Reproduce, word for word, the stretch of the court decision in Fabian v County of Suffolk from "Fabian v County" through "(Index No. 61164/13)".

[SELECTED EXCERPT]
-----
Fabian v County of Suffolk |
2018 NY Slip Op 07093 |
Decided on October 24, 2018 |
Appellate Division, Second Department |
Published by New York State Law Reporting Bureau pursuant to Judiciary Law § 431. |
This opinion is uncorrected and subject to revision before publication in the Official Reports. |
Decided on October 24, 2018 SUPREME COURT OF THE STATE OF NEW YORK Appellate Division, Second Judicial Department
RUTH C. BALKIN, J.P.
CHERYL E. CHAMBERS
SHERI S. ROMAN
JOSEPH J. MALTESE
FRANCESCA E. CONNOLLY, JJ.
2017-00393
(Index No. 61164/13)
v
County of Suffolk, et al., respondents.
Cannon & Acosta, LLP, Huntington Station, NY (June Redeker of counsel), for appellant.
Mark A. Cuthbertson, Huntington, NY (Matthew DeLuca of counsel), for respondents.
DECISION & ORDER
In an action to recover damages for personal injuries, the plaintiff Jose R. Fabian appeals from an order of the Supreme Court, Suffolk County (Denise F. Molia, J.), entered December 19, 2016. The order, insofar as appealed from, granted that branch of the defendants' motion which was for summary judgment dismissing the complaint insofar as asserted by the plaintiff Jose R. Fabian on the ground that he did not sustain a serious injury within the meaning of Insurance Law § 5102(d) as a result of the subject accident.
-----
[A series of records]
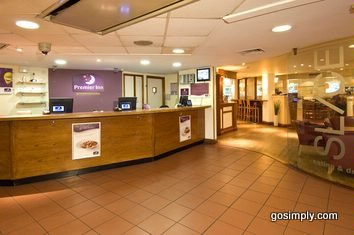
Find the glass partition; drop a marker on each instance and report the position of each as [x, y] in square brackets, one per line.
[320, 98]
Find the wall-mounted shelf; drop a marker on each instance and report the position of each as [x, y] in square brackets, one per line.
[31, 83]
[31, 93]
[24, 103]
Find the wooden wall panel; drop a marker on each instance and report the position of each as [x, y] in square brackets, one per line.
[166, 126]
[5, 152]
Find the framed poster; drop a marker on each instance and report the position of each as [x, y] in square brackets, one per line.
[185, 130]
[6, 81]
[203, 74]
[86, 140]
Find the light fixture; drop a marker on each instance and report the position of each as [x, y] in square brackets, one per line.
[281, 28]
[177, 64]
[60, 62]
[27, 24]
[145, 62]
[178, 51]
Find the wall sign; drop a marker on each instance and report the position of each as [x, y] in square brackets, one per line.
[6, 81]
[88, 83]
[185, 130]
[86, 140]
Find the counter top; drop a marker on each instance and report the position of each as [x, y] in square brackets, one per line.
[97, 114]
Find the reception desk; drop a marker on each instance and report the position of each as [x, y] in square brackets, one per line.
-----
[RESULT FOR THIS TASK]
Fabian v County of Suffolk |
2018 NY Slip Op 07093 |
Decided on October 24, 2018 |
Appellate Division, Second Department |
Published by New York State Law Reporting Bureau pursuant to Judiciary Law § 431. |
This opinion is uncorrected and subject to revision before publication in the Official Reports. |
Decided on October 24, 2018 SUPREME COURT OF THE STATE OF NEW YORK Appellate Division, Second Judicial Department
RUTH C. BALKIN, J.P.
CHERYL E. CHAMBERS
SHERI S. ROMAN
JOSEPH J. MALTESE
FRANCESCA E. CONNOLLY, JJ.
2017-00393
(Index No. 61164/13)